Document:
((
In this lesson, we will determine the different types of Transformations that can be applied to the parent function \(y = x^2\) by expressing it in the Vertex Form, \(y = a(x-h)^2 + k\).

Reflection, Stretching and Compression

The \(a\) value will both determine whether the quadratic function will get either stretched or compressed and which direction it will open:

  • If \(|a| > 1\), the graph will get stretched by a factor of \(a\). This will make the graph appear narrower, as the \(x\) value will have a greater effect on the \(y\) value
  • If \(|a| < 1\), the graph will get compressed by a factor of \(a\). This will make the graph appear wider, as the \(x\) value won't have as great of an effect on the \(y\) value
  • If \(a > 0\), the function will be positive, making the parabola open upward
  • If \(a < 0\), the function will be negative, reflecting the graph and making the parabola open downward

Quadratic stretched by a factor of 2, making it appear more narrow.
Quadratic compressed by a factor of -1/3, making it appear wider and flipping it on its x-axis.

State the transformation(s) in the quadratic equation \(y = -6x^2\)

We can first identify \(a = -6\). This means:

  • The graph is vertically stretched by a factor of \(6\)
  • The graph is reflected in the \(x\)-axis

Horizontal Shifts

The \(h\) value will determine which direction horizontally the graph will get shifted. This change can be represented algebraically by the equation \(y = (x-h)^2\):

  • If \(h > 0\), the graph will get shifted to the right by \(h\) units
Quadratic shifted 2 units to the right.

  • If \(h < 0\), the graph will get shifted to the left by \(h\) units
Quadratic shifted 4 units to the left.

Identify the quadratic equation for a graph that is shifted \(5\) units left

Since the graph is getting shifted to the left, we can identify \(h = -5\)

When we plug the value into the equation, the negatives cancel each other out. As a result, we get the final equation:

\(y = (x + 5)^2\)

Vertical Shifts

The \(k\) value will determine which direction vertically the graph will get shifted. This change can be represented algebraically by the equation \(y = x^2 + k\):

  • If \(k > 0\), the graph will get shifted upwards \(k\) units
Quadratic shifted 5 units upward.
  • If \(k < 0\), the graph will get shifted downwards \(k\) units
Quadratic shifted 4 units downward.

Identify the quadratic equation for a graph that is shifted \(7\) units upward

Since the graph is getting shifted to the upward, we can identify \(k = 7\).

When we plug the \(k\)-value into the equation, we get the final equation:

\(y = x^2 + 5\)
))
Request A:
According to the lesson on quadratic transformations, which way does the parabola open when a < 0?
Request B:
Carry the lesson on quadratic transformations forward from its last line.
The records come from a separate source, not from the lesson on quadratic transformations.

Coordinate annotation records:
((
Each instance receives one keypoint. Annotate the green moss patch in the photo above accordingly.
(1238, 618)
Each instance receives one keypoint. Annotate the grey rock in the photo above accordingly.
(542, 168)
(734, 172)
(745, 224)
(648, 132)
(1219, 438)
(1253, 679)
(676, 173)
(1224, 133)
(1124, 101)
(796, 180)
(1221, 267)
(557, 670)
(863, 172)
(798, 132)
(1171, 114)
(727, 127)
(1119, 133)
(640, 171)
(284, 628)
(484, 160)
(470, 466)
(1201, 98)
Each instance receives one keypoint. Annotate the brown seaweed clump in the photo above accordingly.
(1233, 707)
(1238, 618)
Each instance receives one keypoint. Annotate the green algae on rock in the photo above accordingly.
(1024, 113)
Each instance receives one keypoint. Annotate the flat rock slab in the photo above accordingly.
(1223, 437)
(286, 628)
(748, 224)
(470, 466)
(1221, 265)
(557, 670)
))
Expected answer A:
It opens downward.

Expected answer B:
Identify and graph a qudratic equation that is reflected, compressed by a factor of \(1/4\), shifted \(3\) units right and shifted \(2\) units downward

First, we can identify how the following transformations can be applied to the parent function:

  • Since the graph is reflected and stretched, we can identify \(a = -1/4\)
  • Since the graph is getting shifted to the right, we can identify \(h = 3\)
  • Since the graph is getting shifted downward, we can identify \(k = -2\)

When we plug all the values into the equation, we get the final equation:

\(y = -\cfrac{1}{4}(x-3)^2 - 2\)

In order to assist with graphing, we can create a table of values (from \(x=-1\) to \(x =7\)) to help determine where each of the points lie:

x Values -1 0 1 2 3 4 5 6 7
y Values -6 -4.25 -3 -2.25 -2 -2.25 -3 -4.25 -6


We can now sketch our graph as such:

Graph of a parabola representing the quadratic equation y=-1/4(x-3)²-2.
Identify the formula of the following graph.
Parabola shifted 4 units to the left and 3 units upward, compressed by a factor of 0.5.

We can represent the formula of this quadratic in vertex form:

\(y = a(x-h)^2 + k\)

First, we can identify the vertex of the quadratic as \((-4, 3)\). We can plug this point into the equation:

\(y = a(x+4)^2 + 3\)

Next, we can pick another point the quadratic intersects with. In this case, we will choose \((-6, 5)\). We can substitute this point into the formula to solve for \(a\):

\(5 = a(-6+4)^2 + 3\)

\(5-3 = a(-2)^2\)

\(2 = 4a\)

\(a = 0.5\)

Now that we have determined \(a = 0.5\), we can write our formula as such:

\(y = 0.5(x+4)^2 + 3\)

Therefore, we can represent the algebraically represent the function as \(\boldsymbol{y = 0.5(x+4)^2 + 3}\)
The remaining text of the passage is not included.